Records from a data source
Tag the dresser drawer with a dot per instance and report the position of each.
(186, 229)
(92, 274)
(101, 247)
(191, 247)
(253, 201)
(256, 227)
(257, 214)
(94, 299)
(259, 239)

_Work to be completed_
Each line above is to be reproduced exactly. Leave none out.

_Answer_
Tag the dresser drawer with a dot per instance and report the position of each.
(186, 229)
(92, 274)
(101, 247)
(191, 247)
(253, 201)
(256, 227)
(257, 214)
(94, 299)
(259, 239)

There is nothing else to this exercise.